ParoX
ParoX

Reputation: 5933

Including a hyphen in a regex character bracket?

$.validator.addMethod('AZ09_', function (value) { 
    return /^[a-zA-Z0-9.-_]+$/.test(value); 
}, 'Only letters, numbers, and _-. are allowed');

When I use somehting like test-123 it still triggers as if the hyphen is invalid. I tried \- and --

Upvotes: 103

Views: 164913

Answers (7)

Daniel Abril
Daniel Abril

Reputation: 454

Desipite being the accepted answer fine in most of the cases, working with field HTML/CSS validation I've found some problems even escaping, not only the hyphen, but also other characters such as the space (\s) or the dot (.). Normally a single scape \- would do the work, but in validation seems to require double escaping them, i.e. escape the the escaping backslash: \\-

12/07/2023 update: Having to double escape REGEX reserved chars seems related to the fact of using a JS compiler (in my case Ember-cli). The single escape works fine in a codepen.

Hope this helps someone.

Upvotes: 1

akhouri
akhouri

Reputation: 3155

Generally with hyphen (-) character in regex, its important to note the difference between escaping (\-) and not escaping (-) the hyphen because hyphen apart from being a character themselves are parsed to specify range in regex.

In the first case, with escaped hyphen (\-), regex will only match the hyphen as in example /^[+\-.]+$/

In the second case, not escaping for example /^[+-.]+$/ here since the hyphen is between plus and dot so it will match all characters with ASCII values between 43 (for plus) and 46 (for dot), so will include comma (ASCII value of 44) as a side-effect.
· · · · · · ·
» Requirement A:
In the regex discussion, which character does akhouri say an unescaped hyphen placed between plus and dot will also match as a side effect?
The regex discussion and the entries that follow it are separate material.

» Material:
· · · · · · ·
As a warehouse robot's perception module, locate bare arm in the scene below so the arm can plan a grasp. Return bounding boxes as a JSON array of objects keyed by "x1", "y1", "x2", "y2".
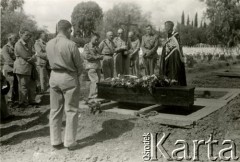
[
  {"x1": 73, "y1": 44, "x2": 83, "y2": 76},
  {"x1": 34, "y1": 43, "x2": 48, "y2": 60}
]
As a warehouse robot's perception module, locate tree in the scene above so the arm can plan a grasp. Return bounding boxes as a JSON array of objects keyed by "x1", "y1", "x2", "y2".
[
  {"x1": 194, "y1": 12, "x2": 198, "y2": 28},
  {"x1": 1, "y1": 0, "x2": 24, "y2": 14},
  {"x1": 203, "y1": 22, "x2": 207, "y2": 28},
  {"x1": 181, "y1": 11, "x2": 185, "y2": 25},
  {"x1": 205, "y1": 0, "x2": 240, "y2": 46},
  {"x1": 187, "y1": 15, "x2": 190, "y2": 25},
  {"x1": 71, "y1": 1, "x2": 103, "y2": 37},
  {"x1": 102, "y1": 2, "x2": 151, "y2": 38},
  {"x1": 1, "y1": 0, "x2": 38, "y2": 46},
  {"x1": 200, "y1": 21, "x2": 203, "y2": 28}
]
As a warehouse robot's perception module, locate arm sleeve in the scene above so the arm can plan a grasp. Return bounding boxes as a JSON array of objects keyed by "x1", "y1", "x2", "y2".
[
  {"x1": 14, "y1": 44, "x2": 31, "y2": 61},
  {"x1": 73, "y1": 44, "x2": 83, "y2": 76},
  {"x1": 159, "y1": 46, "x2": 166, "y2": 76},
  {"x1": 98, "y1": 41, "x2": 104, "y2": 53},
  {"x1": 132, "y1": 39, "x2": 140, "y2": 55},
  {"x1": 34, "y1": 43, "x2": 47, "y2": 60},
  {"x1": 2, "y1": 47, "x2": 12, "y2": 60},
  {"x1": 148, "y1": 37, "x2": 159, "y2": 56}
]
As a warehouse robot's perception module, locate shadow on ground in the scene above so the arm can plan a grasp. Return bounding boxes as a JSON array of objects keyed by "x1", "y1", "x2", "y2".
[{"x1": 76, "y1": 119, "x2": 136, "y2": 150}]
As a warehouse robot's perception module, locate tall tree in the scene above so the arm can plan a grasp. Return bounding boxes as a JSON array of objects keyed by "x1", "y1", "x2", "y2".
[
  {"x1": 205, "y1": 0, "x2": 240, "y2": 45},
  {"x1": 71, "y1": 1, "x2": 103, "y2": 37},
  {"x1": 181, "y1": 11, "x2": 185, "y2": 25},
  {"x1": 203, "y1": 22, "x2": 207, "y2": 28},
  {"x1": 200, "y1": 21, "x2": 203, "y2": 28},
  {"x1": 194, "y1": 12, "x2": 198, "y2": 28},
  {"x1": 187, "y1": 15, "x2": 190, "y2": 25}
]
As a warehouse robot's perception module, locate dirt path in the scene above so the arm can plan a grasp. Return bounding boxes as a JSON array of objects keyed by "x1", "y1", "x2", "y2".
[{"x1": 0, "y1": 62, "x2": 240, "y2": 162}]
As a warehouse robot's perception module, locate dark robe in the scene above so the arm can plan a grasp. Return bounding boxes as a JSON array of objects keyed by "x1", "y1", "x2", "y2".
[{"x1": 159, "y1": 32, "x2": 187, "y2": 86}]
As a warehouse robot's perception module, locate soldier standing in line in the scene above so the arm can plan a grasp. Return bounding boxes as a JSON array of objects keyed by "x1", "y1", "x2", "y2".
[
  {"x1": 34, "y1": 31, "x2": 48, "y2": 93},
  {"x1": 2, "y1": 33, "x2": 18, "y2": 106},
  {"x1": 128, "y1": 31, "x2": 141, "y2": 76},
  {"x1": 159, "y1": 21, "x2": 187, "y2": 86},
  {"x1": 141, "y1": 25, "x2": 159, "y2": 75},
  {"x1": 46, "y1": 20, "x2": 83, "y2": 150},
  {"x1": 84, "y1": 33, "x2": 103, "y2": 99},
  {"x1": 99, "y1": 31, "x2": 116, "y2": 79},
  {"x1": 13, "y1": 29, "x2": 37, "y2": 107},
  {"x1": 113, "y1": 29, "x2": 129, "y2": 76}
]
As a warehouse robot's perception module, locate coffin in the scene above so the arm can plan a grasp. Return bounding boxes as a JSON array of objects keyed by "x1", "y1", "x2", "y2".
[{"x1": 97, "y1": 83, "x2": 195, "y2": 107}]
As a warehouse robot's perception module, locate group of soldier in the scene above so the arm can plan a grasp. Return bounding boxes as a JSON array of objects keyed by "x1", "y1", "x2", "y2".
[
  {"x1": 1, "y1": 20, "x2": 186, "y2": 150},
  {"x1": 1, "y1": 29, "x2": 50, "y2": 118}
]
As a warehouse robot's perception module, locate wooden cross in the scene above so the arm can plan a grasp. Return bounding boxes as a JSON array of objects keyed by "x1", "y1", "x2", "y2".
[{"x1": 120, "y1": 15, "x2": 138, "y2": 43}]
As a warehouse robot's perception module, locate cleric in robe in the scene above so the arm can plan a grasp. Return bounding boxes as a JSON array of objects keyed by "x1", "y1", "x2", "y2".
[{"x1": 159, "y1": 21, "x2": 187, "y2": 86}]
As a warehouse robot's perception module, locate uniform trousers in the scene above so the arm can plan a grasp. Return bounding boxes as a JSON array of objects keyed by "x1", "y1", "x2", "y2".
[
  {"x1": 144, "y1": 58, "x2": 157, "y2": 75},
  {"x1": 17, "y1": 74, "x2": 36, "y2": 104},
  {"x1": 49, "y1": 70, "x2": 80, "y2": 147},
  {"x1": 88, "y1": 69, "x2": 101, "y2": 98},
  {"x1": 5, "y1": 71, "x2": 19, "y2": 102},
  {"x1": 113, "y1": 53, "x2": 123, "y2": 77},
  {"x1": 130, "y1": 55, "x2": 139, "y2": 76},
  {"x1": 122, "y1": 55, "x2": 130, "y2": 75},
  {"x1": 37, "y1": 65, "x2": 48, "y2": 92},
  {"x1": 102, "y1": 55, "x2": 114, "y2": 79}
]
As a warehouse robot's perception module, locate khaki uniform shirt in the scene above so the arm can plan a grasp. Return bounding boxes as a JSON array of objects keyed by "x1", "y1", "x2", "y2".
[
  {"x1": 13, "y1": 39, "x2": 34, "y2": 75},
  {"x1": 84, "y1": 42, "x2": 103, "y2": 69},
  {"x1": 141, "y1": 34, "x2": 159, "y2": 57},
  {"x1": 113, "y1": 37, "x2": 127, "y2": 50},
  {"x1": 99, "y1": 39, "x2": 116, "y2": 55},
  {"x1": 129, "y1": 39, "x2": 141, "y2": 58},
  {"x1": 2, "y1": 43, "x2": 16, "y2": 72},
  {"x1": 46, "y1": 34, "x2": 83, "y2": 75},
  {"x1": 34, "y1": 39, "x2": 47, "y2": 66}
]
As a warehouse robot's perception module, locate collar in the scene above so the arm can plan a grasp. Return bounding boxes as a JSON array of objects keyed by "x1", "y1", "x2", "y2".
[
  {"x1": 57, "y1": 33, "x2": 67, "y2": 38},
  {"x1": 168, "y1": 30, "x2": 176, "y2": 38},
  {"x1": 20, "y1": 38, "x2": 27, "y2": 45},
  {"x1": 7, "y1": 42, "x2": 14, "y2": 48},
  {"x1": 89, "y1": 42, "x2": 97, "y2": 48},
  {"x1": 39, "y1": 39, "x2": 46, "y2": 45}
]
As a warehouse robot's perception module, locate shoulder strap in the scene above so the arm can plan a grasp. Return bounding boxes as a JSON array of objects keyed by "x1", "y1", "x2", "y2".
[{"x1": 103, "y1": 40, "x2": 114, "y2": 53}]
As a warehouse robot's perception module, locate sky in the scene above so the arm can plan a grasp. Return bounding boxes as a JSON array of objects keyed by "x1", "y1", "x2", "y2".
[{"x1": 24, "y1": 0, "x2": 206, "y2": 32}]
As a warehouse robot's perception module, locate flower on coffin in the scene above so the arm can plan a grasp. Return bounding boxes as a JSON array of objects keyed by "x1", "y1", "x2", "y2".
[{"x1": 104, "y1": 75, "x2": 177, "y2": 93}]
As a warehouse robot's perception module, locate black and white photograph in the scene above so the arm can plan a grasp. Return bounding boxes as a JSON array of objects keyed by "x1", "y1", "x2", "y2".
[{"x1": 0, "y1": 0, "x2": 240, "y2": 162}]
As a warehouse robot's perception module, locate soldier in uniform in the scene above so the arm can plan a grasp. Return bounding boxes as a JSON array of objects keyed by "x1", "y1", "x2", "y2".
[
  {"x1": 2, "y1": 33, "x2": 18, "y2": 106},
  {"x1": 34, "y1": 32, "x2": 48, "y2": 92},
  {"x1": 128, "y1": 31, "x2": 140, "y2": 76},
  {"x1": 141, "y1": 25, "x2": 158, "y2": 75},
  {"x1": 46, "y1": 20, "x2": 83, "y2": 150},
  {"x1": 99, "y1": 31, "x2": 116, "y2": 79},
  {"x1": 159, "y1": 21, "x2": 187, "y2": 86},
  {"x1": 13, "y1": 29, "x2": 36, "y2": 107},
  {"x1": 113, "y1": 29, "x2": 129, "y2": 76},
  {"x1": 84, "y1": 33, "x2": 103, "y2": 99}
]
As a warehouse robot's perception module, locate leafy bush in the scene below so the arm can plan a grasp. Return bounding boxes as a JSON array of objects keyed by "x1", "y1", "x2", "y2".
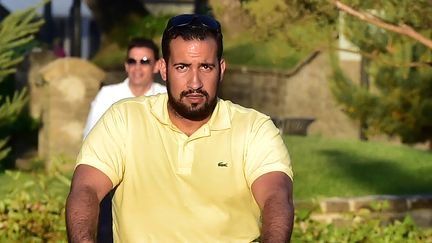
[
  {"x1": 0, "y1": 0, "x2": 46, "y2": 167},
  {"x1": 0, "y1": 171, "x2": 70, "y2": 242},
  {"x1": 292, "y1": 207, "x2": 432, "y2": 243}
]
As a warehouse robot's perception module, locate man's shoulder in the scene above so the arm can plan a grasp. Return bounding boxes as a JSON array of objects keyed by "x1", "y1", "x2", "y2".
[
  {"x1": 98, "y1": 82, "x2": 127, "y2": 96},
  {"x1": 151, "y1": 82, "x2": 167, "y2": 95},
  {"x1": 115, "y1": 93, "x2": 166, "y2": 107},
  {"x1": 220, "y1": 99, "x2": 270, "y2": 122}
]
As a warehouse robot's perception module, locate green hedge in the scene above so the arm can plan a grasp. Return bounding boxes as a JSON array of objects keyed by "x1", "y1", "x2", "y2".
[{"x1": 0, "y1": 172, "x2": 432, "y2": 243}]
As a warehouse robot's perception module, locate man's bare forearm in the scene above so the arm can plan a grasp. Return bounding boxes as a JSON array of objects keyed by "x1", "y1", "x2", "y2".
[
  {"x1": 261, "y1": 193, "x2": 294, "y2": 243},
  {"x1": 66, "y1": 189, "x2": 99, "y2": 243}
]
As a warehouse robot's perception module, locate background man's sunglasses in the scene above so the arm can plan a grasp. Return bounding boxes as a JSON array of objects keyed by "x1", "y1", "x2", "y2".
[
  {"x1": 126, "y1": 57, "x2": 152, "y2": 65},
  {"x1": 166, "y1": 14, "x2": 221, "y2": 33}
]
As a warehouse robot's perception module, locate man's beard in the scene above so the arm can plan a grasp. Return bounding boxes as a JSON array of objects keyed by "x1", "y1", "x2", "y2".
[{"x1": 166, "y1": 74, "x2": 220, "y2": 121}]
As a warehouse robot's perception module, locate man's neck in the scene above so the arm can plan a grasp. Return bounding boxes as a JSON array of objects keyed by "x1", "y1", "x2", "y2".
[
  {"x1": 129, "y1": 82, "x2": 153, "y2": 96},
  {"x1": 168, "y1": 105, "x2": 211, "y2": 136}
]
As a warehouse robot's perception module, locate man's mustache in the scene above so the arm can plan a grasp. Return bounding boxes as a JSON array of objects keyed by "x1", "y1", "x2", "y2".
[{"x1": 180, "y1": 89, "x2": 209, "y2": 98}]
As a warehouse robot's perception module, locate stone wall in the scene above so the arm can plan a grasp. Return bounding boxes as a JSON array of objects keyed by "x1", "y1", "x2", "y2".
[
  {"x1": 221, "y1": 54, "x2": 359, "y2": 138},
  {"x1": 35, "y1": 57, "x2": 105, "y2": 168},
  {"x1": 295, "y1": 195, "x2": 432, "y2": 227}
]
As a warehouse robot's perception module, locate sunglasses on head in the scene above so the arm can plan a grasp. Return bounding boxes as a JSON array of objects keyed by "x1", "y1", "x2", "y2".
[
  {"x1": 166, "y1": 14, "x2": 221, "y2": 33},
  {"x1": 126, "y1": 57, "x2": 152, "y2": 65}
]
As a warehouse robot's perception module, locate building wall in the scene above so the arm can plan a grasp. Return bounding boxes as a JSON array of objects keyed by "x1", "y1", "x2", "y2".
[{"x1": 221, "y1": 54, "x2": 360, "y2": 138}]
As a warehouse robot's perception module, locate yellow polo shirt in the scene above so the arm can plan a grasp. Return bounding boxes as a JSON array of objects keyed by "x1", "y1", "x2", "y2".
[{"x1": 77, "y1": 94, "x2": 292, "y2": 243}]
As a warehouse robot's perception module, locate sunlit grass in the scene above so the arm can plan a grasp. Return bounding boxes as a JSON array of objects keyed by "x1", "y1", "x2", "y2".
[{"x1": 285, "y1": 136, "x2": 432, "y2": 199}]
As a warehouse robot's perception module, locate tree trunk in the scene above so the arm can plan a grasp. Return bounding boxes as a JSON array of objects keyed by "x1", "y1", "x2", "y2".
[{"x1": 70, "y1": 0, "x2": 81, "y2": 57}]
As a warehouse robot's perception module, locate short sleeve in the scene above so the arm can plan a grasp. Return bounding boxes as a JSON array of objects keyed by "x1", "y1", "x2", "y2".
[
  {"x1": 77, "y1": 106, "x2": 127, "y2": 186},
  {"x1": 245, "y1": 117, "x2": 293, "y2": 186}
]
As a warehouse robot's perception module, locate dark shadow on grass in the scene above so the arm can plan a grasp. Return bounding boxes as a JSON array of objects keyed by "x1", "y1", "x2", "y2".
[{"x1": 321, "y1": 150, "x2": 432, "y2": 195}]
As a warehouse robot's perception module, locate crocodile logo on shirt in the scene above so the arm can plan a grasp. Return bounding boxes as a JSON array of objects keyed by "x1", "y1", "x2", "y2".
[{"x1": 218, "y1": 162, "x2": 228, "y2": 167}]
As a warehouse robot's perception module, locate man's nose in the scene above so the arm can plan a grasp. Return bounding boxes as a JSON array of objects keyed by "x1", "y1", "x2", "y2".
[{"x1": 187, "y1": 70, "x2": 203, "y2": 90}]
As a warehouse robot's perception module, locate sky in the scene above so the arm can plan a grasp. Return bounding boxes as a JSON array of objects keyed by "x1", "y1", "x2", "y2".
[{"x1": 0, "y1": 0, "x2": 91, "y2": 17}]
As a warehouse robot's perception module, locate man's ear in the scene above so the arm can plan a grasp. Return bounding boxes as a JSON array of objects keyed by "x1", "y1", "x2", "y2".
[
  {"x1": 124, "y1": 62, "x2": 128, "y2": 73},
  {"x1": 153, "y1": 59, "x2": 160, "y2": 74},
  {"x1": 219, "y1": 58, "x2": 226, "y2": 82},
  {"x1": 159, "y1": 58, "x2": 167, "y2": 82}
]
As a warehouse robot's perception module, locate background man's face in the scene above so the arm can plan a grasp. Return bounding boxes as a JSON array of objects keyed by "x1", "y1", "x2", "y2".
[
  {"x1": 161, "y1": 37, "x2": 225, "y2": 120},
  {"x1": 125, "y1": 47, "x2": 158, "y2": 86}
]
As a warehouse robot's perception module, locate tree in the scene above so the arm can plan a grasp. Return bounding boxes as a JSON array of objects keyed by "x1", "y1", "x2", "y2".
[
  {"x1": 236, "y1": 0, "x2": 432, "y2": 143},
  {"x1": 85, "y1": 0, "x2": 149, "y2": 48},
  {"x1": 0, "y1": 1, "x2": 46, "y2": 166}
]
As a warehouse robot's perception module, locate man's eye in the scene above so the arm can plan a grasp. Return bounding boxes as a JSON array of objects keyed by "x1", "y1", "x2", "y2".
[
  {"x1": 176, "y1": 65, "x2": 186, "y2": 71},
  {"x1": 201, "y1": 64, "x2": 213, "y2": 71}
]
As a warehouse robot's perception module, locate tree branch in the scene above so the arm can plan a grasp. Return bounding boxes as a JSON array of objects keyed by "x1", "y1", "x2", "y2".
[{"x1": 331, "y1": 0, "x2": 432, "y2": 49}]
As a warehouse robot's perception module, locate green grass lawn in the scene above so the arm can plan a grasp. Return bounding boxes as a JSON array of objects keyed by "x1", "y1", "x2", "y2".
[
  {"x1": 0, "y1": 136, "x2": 432, "y2": 200},
  {"x1": 285, "y1": 136, "x2": 432, "y2": 200}
]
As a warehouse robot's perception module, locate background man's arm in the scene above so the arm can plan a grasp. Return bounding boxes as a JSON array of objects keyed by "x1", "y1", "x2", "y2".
[
  {"x1": 66, "y1": 165, "x2": 112, "y2": 242},
  {"x1": 252, "y1": 171, "x2": 294, "y2": 243}
]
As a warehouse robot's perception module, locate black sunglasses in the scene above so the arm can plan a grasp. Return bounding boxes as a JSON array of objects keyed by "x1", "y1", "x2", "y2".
[
  {"x1": 166, "y1": 14, "x2": 221, "y2": 33},
  {"x1": 126, "y1": 57, "x2": 152, "y2": 65}
]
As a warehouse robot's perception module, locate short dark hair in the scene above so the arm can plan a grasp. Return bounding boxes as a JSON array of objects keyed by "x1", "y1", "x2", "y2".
[
  {"x1": 162, "y1": 14, "x2": 223, "y2": 61},
  {"x1": 126, "y1": 37, "x2": 159, "y2": 60}
]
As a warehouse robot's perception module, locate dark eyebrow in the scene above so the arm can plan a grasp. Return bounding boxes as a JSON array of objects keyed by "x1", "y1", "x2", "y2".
[
  {"x1": 173, "y1": 62, "x2": 192, "y2": 67},
  {"x1": 200, "y1": 62, "x2": 216, "y2": 67}
]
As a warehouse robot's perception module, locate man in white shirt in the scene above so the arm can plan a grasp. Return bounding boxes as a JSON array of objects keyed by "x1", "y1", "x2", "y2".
[
  {"x1": 83, "y1": 38, "x2": 166, "y2": 138},
  {"x1": 83, "y1": 38, "x2": 166, "y2": 243}
]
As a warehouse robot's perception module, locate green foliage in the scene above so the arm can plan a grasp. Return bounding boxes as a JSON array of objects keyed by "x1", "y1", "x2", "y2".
[
  {"x1": 0, "y1": 1, "x2": 46, "y2": 167},
  {"x1": 0, "y1": 171, "x2": 70, "y2": 242},
  {"x1": 331, "y1": 1, "x2": 432, "y2": 143},
  {"x1": 292, "y1": 210, "x2": 432, "y2": 243}
]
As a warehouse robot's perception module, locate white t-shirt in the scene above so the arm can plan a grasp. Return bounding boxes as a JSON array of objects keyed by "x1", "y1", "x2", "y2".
[{"x1": 83, "y1": 78, "x2": 166, "y2": 138}]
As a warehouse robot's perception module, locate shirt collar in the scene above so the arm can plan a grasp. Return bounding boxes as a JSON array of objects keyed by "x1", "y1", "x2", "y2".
[{"x1": 151, "y1": 94, "x2": 231, "y2": 130}]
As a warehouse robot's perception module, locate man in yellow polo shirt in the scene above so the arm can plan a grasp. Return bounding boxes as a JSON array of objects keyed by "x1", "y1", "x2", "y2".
[{"x1": 66, "y1": 14, "x2": 294, "y2": 243}]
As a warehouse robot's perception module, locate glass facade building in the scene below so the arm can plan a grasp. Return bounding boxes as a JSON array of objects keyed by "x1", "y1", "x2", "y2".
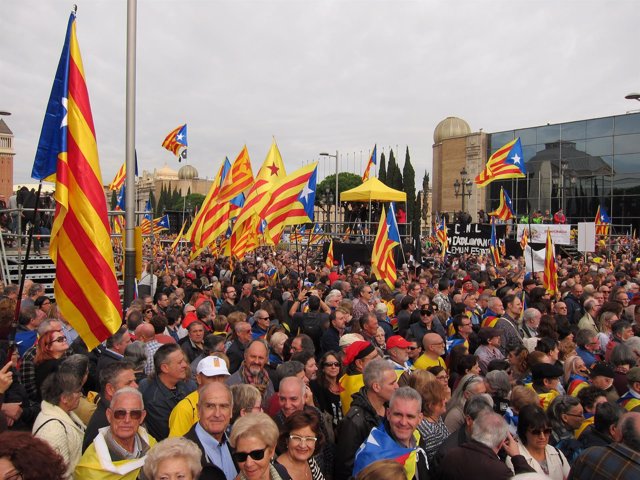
[{"x1": 487, "y1": 113, "x2": 640, "y2": 233}]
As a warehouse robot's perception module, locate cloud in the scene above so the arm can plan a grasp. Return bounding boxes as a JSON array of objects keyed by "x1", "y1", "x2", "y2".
[{"x1": 0, "y1": 0, "x2": 640, "y2": 188}]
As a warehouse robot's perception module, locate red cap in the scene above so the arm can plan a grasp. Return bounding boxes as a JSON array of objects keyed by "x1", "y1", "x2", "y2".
[
  {"x1": 387, "y1": 335, "x2": 411, "y2": 350},
  {"x1": 344, "y1": 340, "x2": 375, "y2": 365}
]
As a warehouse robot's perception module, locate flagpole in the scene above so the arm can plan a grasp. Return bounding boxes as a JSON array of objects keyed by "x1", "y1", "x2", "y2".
[
  {"x1": 12, "y1": 180, "x2": 43, "y2": 338},
  {"x1": 124, "y1": 0, "x2": 137, "y2": 308}
]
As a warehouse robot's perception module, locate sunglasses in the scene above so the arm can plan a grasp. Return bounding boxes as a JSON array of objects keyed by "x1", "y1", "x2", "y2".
[
  {"x1": 113, "y1": 410, "x2": 142, "y2": 420},
  {"x1": 231, "y1": 447, "x2": 267, "y2": 463}
]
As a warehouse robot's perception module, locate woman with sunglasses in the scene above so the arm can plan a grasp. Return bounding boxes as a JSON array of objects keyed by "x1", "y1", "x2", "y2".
[
  {"x1": 35, "y1": 330, "x2": 69, "y2": 400},
  {"x1": 229, "y1": 413, "x2": 291, "y2": 480},
  {"x1": 309, "y1": 352, "x2": 343, "y2": 430},
  {"x1": 277, "y1": 411, "x2": 324, "y2": 480},
  {"x1": 33, "y1": 371, "x2": 86, "y2": 478},
  {"x1": 507, "y1": 405, "x2": 570, "y2": 480}
]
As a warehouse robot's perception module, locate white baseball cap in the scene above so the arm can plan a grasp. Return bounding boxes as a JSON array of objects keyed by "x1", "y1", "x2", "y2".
[{"x1": 196, "y1": 356, "x2": 230, "y2": 377}]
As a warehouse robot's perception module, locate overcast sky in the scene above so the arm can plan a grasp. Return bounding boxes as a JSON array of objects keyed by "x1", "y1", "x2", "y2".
[{"x1": 0, "y1": 0, "x2": 640, "y2": 188}]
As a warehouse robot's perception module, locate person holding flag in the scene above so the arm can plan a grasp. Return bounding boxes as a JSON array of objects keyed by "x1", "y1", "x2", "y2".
[
  {"x1": 474, "y1": 137, "x2": 527, "y2": 187},
  {"x1": 31, "y1": 10, "x2": 122, "y2": 350},
  {"x1": 353, "y1": 387, "x2": 430, "y2": 479}
]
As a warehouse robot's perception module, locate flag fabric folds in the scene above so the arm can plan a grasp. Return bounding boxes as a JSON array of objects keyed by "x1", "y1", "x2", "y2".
[
  {"x1": 489, "y1": 217, "x2": 502, "y2": 266},
  {"x1": 109, "y1": 153, "x2": 138, "y2": 192},
  {"x1": 475, "y1": 138, "x2": 527, "y2": 187},
  {"x1": 162, "y1": 123, "x2": 187, "y2": 157},
  {"x1": 542, "y1": 230, "x2": 558, "y2": 296},
  {"x1": 595, "y1": 205, "x2": 611, "y2": 237},
  {"x1": 362, "y1": 145, "x2": 378, "y2": 182},
  {"x1": 324, "y1": 239, "x2": 335, "y2": 270},
  {"x1": 259, "y1": 162, "x2": 318, "y2": 245},
  {"x1": 520, "y1": 228, "x2": 529, "y2": 252},
  {"x1": 227, "y1": 140, "x2": 286, "y2": 255},
  {"x1": 371, "y1": 202, "x2": 400, "y2": 288},
  {"x1": 217, "y1": 145, "x2": 253, "y2": 204},
  {"x1": 31, "y1": 13, "x2": 122, "y2": 350},
  {"x1": 140, "y1": 215, "x2": 169, "y2": 238},
  {"x1": 436, "y1": 217, "x2": 449, "y2": 258},
  {"x1": 489, "y1": 187, "x2": 514, "y2": 222}
]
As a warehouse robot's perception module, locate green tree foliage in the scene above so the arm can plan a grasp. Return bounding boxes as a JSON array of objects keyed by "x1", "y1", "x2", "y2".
[
  {"x1": 386, "y1": 149, "x2": 403, "y2": 190},
  {"x1": 402, "y1": 147, "x2": 420, "y2": 236},
  {"x1": 149, "y1": 190, "x2": 157, "y2": 218},
  {"x1": 378, "y1": 152, "x2": 387, "y2": 185},
  {"x1": 422, "y1": 170, "x2": 430, "y2": 225}
]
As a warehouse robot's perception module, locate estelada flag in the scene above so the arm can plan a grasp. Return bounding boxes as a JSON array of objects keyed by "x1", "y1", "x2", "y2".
[
  {"x1": 542, "y1": 230, "x2": 558, "y2": 296},
  {"x1": 489, "y1": 187, "x2": 513, "y2": 222},
  {"x1": 162, "y1": 123, "x2": 187, "y2": 157},
  {"x1": 474, "y1": 138, "x2": 527, "y2": 187},
  {"x1": 31, "y1": 12, "x2": 122, "y2": 351},
  {"x1": 324, "y1": 240, "x2": 335, "y2": 270},
  {"x1": 362, "y1": 145, "x2": 378, "y2": 182}
]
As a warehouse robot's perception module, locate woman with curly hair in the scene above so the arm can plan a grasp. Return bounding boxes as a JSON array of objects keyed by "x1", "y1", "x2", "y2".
[
  {"x1": 309, "y1": 352, "x2": 344, "y2": 430},
  {"x1": 0, "y1": 432, "x2": 67, "y2": 480},
  {"x1": 34, "y1": 330, "x2": 69, "y2": 400}
]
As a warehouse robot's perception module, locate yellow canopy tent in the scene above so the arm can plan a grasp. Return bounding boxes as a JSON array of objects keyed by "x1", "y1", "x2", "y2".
[{"x1": 340, "y1": 177, "x2": 407, "y2": 202}]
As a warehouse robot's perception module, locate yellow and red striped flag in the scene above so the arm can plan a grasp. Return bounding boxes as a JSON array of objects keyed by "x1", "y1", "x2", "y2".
[
  {"x1": 520, "y1": 227, "x2": 529, "y2": 252},
  {"x1": 474, "y1": 138, "x2": 527, "y2": 187},
  {"x1": 371, "y1": 203, "x2": 400, "y2": 288},
  {"x1": 185, "y1": 159, "x2": 229, "y2": 256},
  {"x1": 542, "y1": 230, "x2": 558, "y2": 296},
  {"x1": 31, "y1": 12, "x2": 122, "y2": 350},
  {"x1": 229, "y1": 140, "x2": 287, "y2": 250},
  {"x1": 259, "y1": 162, "x2": 318, "y2": 245},
  {"x1": 162, "y1": 123, "x2": 187, "y2": 157},
  {"x1": 217, "y1": 145, "x2": 253, "y2": 204},
  {"x1": 109, "y1": 153, "x2": 138, "y2": 191},
  {"x1": 169, "y1": 220, "x2": 187, "y2": 253},
  {"x1": 324, "y1": 239, "x2": 335, "y2": 270},
  {"x1": 362, "y1": 144, "x2": 378, "y2": 182},
  {"x1": 489, "y1": 187, "x2": 513, "y2": 222}
]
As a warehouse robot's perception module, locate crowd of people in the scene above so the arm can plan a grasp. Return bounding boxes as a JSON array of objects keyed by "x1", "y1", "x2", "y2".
[{"x1": 0, "y1": 239, "x2": 640, "y2": 480}]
· · · · · · ·
» Requirement B:
Pull out every line of the entries that contains the word "black". Case counts.

» Full solution A:
The comma, which has ASCII value 44.

» Full solution B:
As a warehouse robot's perception module, locate black and white photograph in the scene above so the arm can plan a grasp. Return bounding boxes as a JSON array of objects keyed by "x1", "y1", "x2", "y2".
As a warehouse robot's perception module, locate black sunglasses in the scene above so the arm can plan a grasp. Return bounding boxes as a JSON array of objects keyed by "x1", "y1", "x2", "y2".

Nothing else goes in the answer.